The expected output is exactly the lines below, starting at the line with "Target: woman's hand" and ending at the line with "of the rolled", both included; no other line belongs in it.

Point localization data
——
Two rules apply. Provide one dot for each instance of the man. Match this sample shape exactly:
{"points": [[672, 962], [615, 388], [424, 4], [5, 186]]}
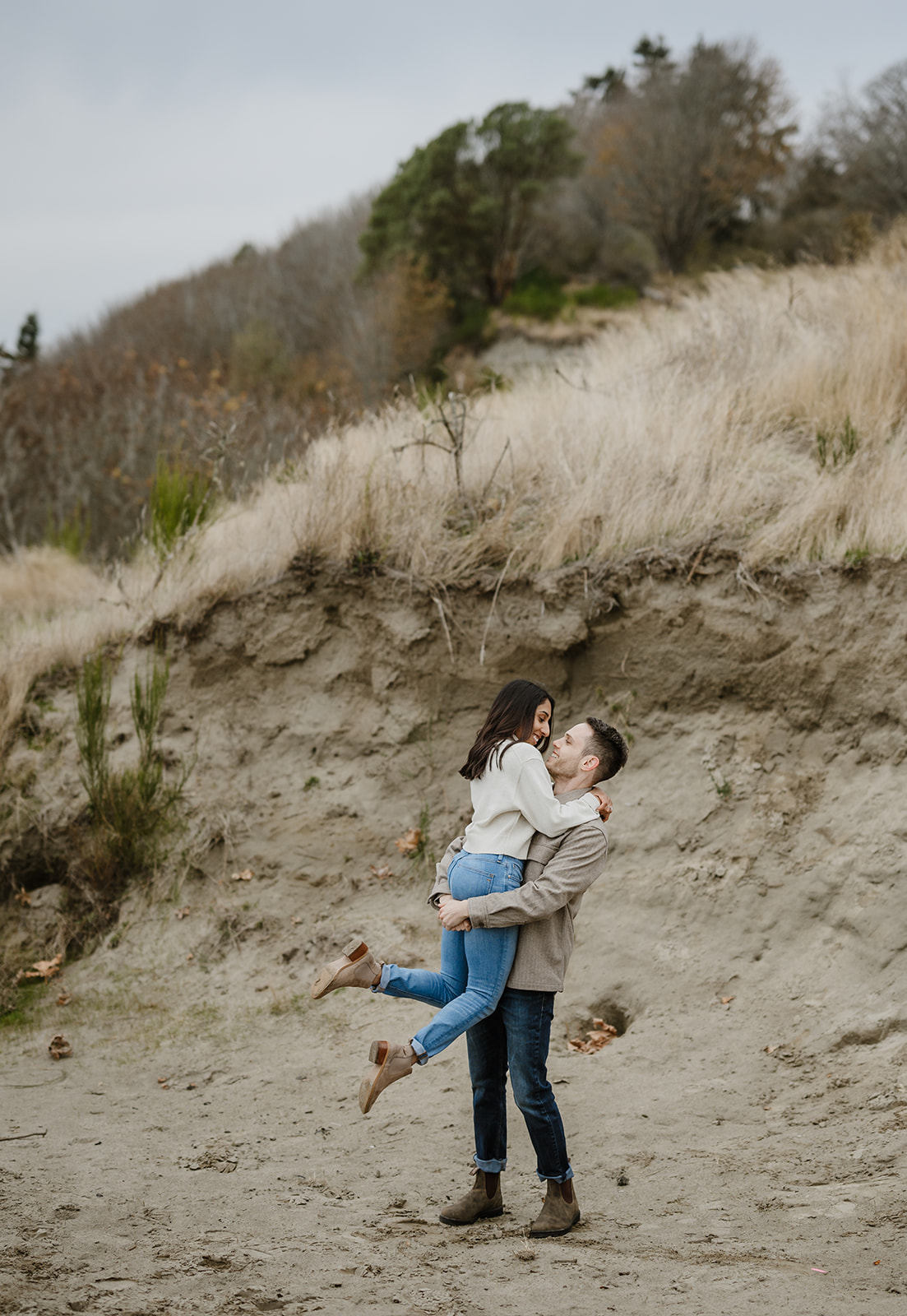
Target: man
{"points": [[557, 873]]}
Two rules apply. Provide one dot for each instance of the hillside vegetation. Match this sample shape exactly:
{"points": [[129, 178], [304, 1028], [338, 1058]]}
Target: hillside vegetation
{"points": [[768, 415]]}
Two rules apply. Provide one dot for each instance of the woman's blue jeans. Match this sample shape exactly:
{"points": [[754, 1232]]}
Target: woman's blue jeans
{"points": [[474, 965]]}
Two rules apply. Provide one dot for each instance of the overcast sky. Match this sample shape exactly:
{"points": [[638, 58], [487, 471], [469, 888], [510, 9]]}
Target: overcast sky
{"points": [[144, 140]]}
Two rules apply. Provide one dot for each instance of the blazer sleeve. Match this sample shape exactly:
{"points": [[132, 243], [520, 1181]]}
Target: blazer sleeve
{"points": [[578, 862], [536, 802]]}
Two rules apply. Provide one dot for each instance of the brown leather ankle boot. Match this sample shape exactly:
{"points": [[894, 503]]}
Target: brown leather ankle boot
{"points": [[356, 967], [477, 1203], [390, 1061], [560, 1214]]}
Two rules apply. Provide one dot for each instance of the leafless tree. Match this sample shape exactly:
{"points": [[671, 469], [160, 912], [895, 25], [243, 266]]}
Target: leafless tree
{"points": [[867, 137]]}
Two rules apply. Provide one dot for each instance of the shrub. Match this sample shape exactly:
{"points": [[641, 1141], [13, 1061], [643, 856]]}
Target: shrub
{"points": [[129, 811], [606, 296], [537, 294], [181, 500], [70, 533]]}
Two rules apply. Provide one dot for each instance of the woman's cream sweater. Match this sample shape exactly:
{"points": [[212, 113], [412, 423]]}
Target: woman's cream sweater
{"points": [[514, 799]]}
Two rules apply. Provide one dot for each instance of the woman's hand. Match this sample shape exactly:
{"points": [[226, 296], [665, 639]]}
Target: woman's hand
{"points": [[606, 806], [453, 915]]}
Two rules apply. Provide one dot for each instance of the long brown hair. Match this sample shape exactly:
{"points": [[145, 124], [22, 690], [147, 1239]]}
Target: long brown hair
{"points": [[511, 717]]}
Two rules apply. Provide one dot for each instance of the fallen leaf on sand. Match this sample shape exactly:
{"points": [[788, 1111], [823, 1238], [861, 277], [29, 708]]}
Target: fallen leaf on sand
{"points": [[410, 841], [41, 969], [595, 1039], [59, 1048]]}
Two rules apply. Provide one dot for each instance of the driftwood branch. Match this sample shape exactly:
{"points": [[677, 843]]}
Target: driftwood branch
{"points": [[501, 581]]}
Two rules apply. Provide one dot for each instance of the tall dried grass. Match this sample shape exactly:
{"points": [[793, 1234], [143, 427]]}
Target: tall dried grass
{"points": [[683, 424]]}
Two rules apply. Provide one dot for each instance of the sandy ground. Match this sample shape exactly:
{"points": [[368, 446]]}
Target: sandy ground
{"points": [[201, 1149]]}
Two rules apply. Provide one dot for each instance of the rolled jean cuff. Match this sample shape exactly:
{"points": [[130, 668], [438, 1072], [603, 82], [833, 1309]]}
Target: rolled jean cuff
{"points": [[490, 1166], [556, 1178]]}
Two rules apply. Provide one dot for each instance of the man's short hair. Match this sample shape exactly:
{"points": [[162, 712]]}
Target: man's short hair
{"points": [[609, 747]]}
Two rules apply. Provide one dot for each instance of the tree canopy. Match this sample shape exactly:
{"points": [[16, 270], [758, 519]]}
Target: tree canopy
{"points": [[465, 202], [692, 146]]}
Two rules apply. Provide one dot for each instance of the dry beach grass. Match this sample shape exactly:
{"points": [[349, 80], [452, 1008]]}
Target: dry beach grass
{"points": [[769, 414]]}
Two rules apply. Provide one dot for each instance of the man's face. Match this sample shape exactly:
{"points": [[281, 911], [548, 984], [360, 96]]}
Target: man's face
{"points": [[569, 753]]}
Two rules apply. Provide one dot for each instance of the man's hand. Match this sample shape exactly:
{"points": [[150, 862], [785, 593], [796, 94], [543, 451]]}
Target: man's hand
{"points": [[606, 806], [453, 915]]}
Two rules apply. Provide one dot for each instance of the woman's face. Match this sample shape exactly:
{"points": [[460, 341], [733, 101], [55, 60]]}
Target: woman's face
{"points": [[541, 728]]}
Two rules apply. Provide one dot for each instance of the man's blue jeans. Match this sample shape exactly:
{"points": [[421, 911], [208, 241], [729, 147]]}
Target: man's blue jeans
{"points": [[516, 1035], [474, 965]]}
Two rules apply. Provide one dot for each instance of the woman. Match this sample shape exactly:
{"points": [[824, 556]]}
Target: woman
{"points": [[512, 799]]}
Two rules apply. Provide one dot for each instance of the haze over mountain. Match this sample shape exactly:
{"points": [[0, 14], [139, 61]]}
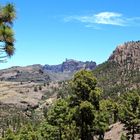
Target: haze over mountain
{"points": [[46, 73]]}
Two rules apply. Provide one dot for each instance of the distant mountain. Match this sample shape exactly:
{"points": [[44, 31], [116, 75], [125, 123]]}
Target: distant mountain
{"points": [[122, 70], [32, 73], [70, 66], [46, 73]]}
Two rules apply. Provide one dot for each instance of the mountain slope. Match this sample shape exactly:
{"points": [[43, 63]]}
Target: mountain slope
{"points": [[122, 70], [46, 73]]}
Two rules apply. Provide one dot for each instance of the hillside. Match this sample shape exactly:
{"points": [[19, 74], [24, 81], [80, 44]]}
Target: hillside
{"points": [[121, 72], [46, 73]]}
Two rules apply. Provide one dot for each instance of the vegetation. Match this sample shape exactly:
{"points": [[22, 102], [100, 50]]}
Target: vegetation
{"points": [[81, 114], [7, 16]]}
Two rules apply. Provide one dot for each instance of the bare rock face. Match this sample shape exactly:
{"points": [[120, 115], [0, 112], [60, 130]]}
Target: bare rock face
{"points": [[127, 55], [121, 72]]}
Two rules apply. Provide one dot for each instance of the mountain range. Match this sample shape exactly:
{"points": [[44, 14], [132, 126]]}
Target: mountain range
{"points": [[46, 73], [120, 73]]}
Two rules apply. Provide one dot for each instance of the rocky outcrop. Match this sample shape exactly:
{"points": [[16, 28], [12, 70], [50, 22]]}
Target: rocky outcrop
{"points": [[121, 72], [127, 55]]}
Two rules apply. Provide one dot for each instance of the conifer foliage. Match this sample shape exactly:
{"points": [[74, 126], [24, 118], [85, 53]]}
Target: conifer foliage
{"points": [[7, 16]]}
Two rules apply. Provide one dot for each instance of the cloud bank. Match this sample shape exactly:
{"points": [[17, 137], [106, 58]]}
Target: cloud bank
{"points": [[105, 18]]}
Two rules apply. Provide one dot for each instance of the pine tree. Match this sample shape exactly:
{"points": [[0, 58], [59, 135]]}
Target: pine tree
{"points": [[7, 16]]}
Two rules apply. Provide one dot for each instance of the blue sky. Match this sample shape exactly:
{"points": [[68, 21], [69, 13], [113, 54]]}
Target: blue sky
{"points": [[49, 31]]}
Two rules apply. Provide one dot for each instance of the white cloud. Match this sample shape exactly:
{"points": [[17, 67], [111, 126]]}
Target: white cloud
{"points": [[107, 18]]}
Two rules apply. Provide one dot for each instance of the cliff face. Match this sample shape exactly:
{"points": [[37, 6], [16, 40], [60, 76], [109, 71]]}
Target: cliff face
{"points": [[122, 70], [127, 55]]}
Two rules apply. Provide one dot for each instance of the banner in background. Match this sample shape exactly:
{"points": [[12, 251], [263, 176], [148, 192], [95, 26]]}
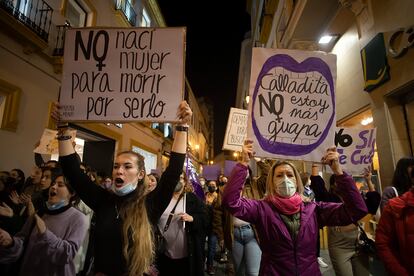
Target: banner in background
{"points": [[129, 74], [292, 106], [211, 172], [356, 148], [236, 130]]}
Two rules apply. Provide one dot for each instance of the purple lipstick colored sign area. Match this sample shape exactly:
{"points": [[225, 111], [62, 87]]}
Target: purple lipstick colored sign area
——
Exercise result
Target: woman's hand
{"points": [[606, 806], [453, 915]]}
Two rules apply. Provide one dot for each instance of the long brown hair. Match this sample shape exactly:
{"points": [[145, 124], [22, 690], [147, 1239]]}
Target: long brown hair
{"points": [[511, 717]]}
Two rules apply. Provide one dot for each instance of the fallen leaf on sand. Match this sample shape exactly:
{"points": [[788, 1111], [823, 1238], [861, 277], [29, 708]]}
Target: fallen leaf on sand
{"points": [[410, 841], [41, 969], [595, 1039], [59, 1048]]}
Two rules apply. Provide one dot for each instance of the driftwood branch. Match this sample shape exactly:
{"points": [[677, 843]]}
Target: driftwood branch
{"points": [[501, 581]]}
Two rules apply. Provide one dot for each instance of the tall dried grass. Match this sample shape exactly:
{"points": [[793, 1234], [143, 427]]}
Target: tall dried grass
{"points": [[683, 424]]}
Two rules apply. Provide one dot for each instance of the sandy ground. Match this sample shape exactly:
{"points": [[368, 446]]}
Target: sandy ground
{"points": [[201, 1149]]}
Two rules apply. Provide one dot for each instance of the rolled jean cuff. Match this sample shape exactly:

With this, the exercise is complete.